§ Reading text:
Prem Nath Dogra (24 October 1884 – 21 March 1972), also known as Pandit Prem Nath Dogra, was a leader from Jammu and Kashmir who worked for total integration of the state with India. He is commonly referred to as Sher e Duggar. He was instrumental in forming the Jammu Praja Parishad party in 1947 along with Balraj Madhok and opposed the policies  of Sheikh Abdullah. He was later elected the president of Bharatiya Jana Sangh in 1955 for a brief period. He dedicated himself to the service of downtrodden poor and proletariat part of society.

Early life
Prem Nath Dogra was born on October 24, 1884, in Smailpur village, Jammu, as the only child of Pandit Anant Ram to a Dogra Brahmin family. He spent early life in Lahore for studies. He graduated with a Bachelor of Arts in 1908.

Jammu Praja Parishad
As president of the Jammu and Kashmir Praja Parishad in 1949, Dogra was arrested along with hundreds of members of the party for demanding only the Indian flag remain official. He was arrested again on November 26, 1952, during a demonstration against the hoisting of both the state and Indian flag in Jammu. The arrest and further developments led to the Praja Parishad agitation spreading to other parts of Jammu and Kashmir.

§ Work instructions:
1 > In what year was Dogra elected president of Bharatiya Jana Sangh, according to the Prem Nath Dogra text?
2 > Please duplicate the passage of the Prem Nath Dogra text that opens with the words containing "Prem Nath Dogra (24" and closes with "part of society.".

Pointing items
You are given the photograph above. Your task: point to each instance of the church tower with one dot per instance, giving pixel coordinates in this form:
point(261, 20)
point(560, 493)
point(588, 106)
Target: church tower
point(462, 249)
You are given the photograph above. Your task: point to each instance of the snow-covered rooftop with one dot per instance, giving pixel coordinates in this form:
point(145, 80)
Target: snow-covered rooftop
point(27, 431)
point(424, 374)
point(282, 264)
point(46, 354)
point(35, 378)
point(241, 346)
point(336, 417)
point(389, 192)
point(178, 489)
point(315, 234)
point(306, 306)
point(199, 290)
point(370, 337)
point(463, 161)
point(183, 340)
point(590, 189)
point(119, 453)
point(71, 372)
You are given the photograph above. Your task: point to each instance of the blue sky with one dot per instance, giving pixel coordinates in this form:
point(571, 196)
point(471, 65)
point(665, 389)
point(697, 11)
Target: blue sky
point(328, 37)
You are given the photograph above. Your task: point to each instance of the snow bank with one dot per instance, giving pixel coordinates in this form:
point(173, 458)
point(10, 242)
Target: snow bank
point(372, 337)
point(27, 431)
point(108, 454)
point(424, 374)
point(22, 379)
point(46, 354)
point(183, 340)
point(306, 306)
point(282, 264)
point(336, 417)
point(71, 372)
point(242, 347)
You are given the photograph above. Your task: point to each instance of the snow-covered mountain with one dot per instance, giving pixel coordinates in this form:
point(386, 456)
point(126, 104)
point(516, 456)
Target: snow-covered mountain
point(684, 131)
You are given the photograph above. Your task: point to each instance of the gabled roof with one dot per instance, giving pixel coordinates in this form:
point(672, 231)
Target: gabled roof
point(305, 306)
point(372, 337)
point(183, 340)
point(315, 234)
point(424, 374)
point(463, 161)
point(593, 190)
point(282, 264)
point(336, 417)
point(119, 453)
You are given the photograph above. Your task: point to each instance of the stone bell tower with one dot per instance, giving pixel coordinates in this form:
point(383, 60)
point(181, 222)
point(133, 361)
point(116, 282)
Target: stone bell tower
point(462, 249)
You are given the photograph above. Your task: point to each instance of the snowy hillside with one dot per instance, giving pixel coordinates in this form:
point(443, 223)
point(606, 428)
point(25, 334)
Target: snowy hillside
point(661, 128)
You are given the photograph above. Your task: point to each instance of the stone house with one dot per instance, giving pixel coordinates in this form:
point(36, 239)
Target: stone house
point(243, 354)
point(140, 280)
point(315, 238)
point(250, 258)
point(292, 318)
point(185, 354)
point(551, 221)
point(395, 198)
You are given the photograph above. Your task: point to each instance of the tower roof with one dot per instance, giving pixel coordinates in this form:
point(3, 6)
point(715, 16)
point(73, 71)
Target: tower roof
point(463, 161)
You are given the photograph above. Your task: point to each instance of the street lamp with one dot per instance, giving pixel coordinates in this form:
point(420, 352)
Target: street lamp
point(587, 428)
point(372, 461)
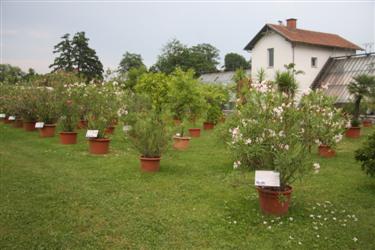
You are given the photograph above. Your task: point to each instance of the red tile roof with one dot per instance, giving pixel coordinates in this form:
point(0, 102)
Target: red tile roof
point(306, 37)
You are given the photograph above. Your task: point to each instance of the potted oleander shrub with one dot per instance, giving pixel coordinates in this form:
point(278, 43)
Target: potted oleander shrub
point(47, 110)
point(185, 100)
point(215, 97)
point(326, 127)
point(28, 107)
point(103, 107)
point(268, 136)
point(149, 135)
point(361, 87)
point(366, 155)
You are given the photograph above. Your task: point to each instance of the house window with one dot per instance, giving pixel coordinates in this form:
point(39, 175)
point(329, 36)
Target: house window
point(314, 62)
point(270, 57)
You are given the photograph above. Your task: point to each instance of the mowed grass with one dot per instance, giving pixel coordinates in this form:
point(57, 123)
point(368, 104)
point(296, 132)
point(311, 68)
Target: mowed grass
point(60, 197)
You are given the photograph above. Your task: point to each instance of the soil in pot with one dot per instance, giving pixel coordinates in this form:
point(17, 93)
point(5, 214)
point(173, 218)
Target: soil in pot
point(48, 130)
point(326, 151)
point(82, 124)
point(29, 126)
point(99, 146)
point(195, 132)
point(274, 202)
point(17, 123)
point(109, 130)
point(150, 164)
point(181, 143)
point(367, 123)
point(353, 132)
point(208, 125)
point(68, 137)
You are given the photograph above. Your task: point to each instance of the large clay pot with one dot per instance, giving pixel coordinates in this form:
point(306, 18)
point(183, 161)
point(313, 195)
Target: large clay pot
point(109, 130)
point(68, 137)
point(208, 125)
point(99, 146)
point(326, 151)
point(367, 123)
point(271, 202)
point(29, 126)
point(195, 132)
point(353, 132)
point(150, 164)
point(17, 123)
point(82, 124)
point(48, 130)
point(181, 143)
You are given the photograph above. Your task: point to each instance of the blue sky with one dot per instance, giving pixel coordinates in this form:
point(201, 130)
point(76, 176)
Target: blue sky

§ Responses for each task:
1 > 1955

2 >
Prem Nath Dogra (24 October 1884 – 21 March 1972), also known as Pandit Prem Nath Dogra, was a leader from Jammu and Kashmir who worked for total integration of the state with India. He is commonly referred to as Sher e Duggar. He was instrumental in forming the Jammu Praja Parishad party in 1947 along with Balraj Madhok and opposed the policies  of Sheikh Abdullah. He was later elected the president of Bharatiya Jana Sangh in 1955 for a brief period. He dedicated himself to the service of downtrodden poor and proletariat part of society.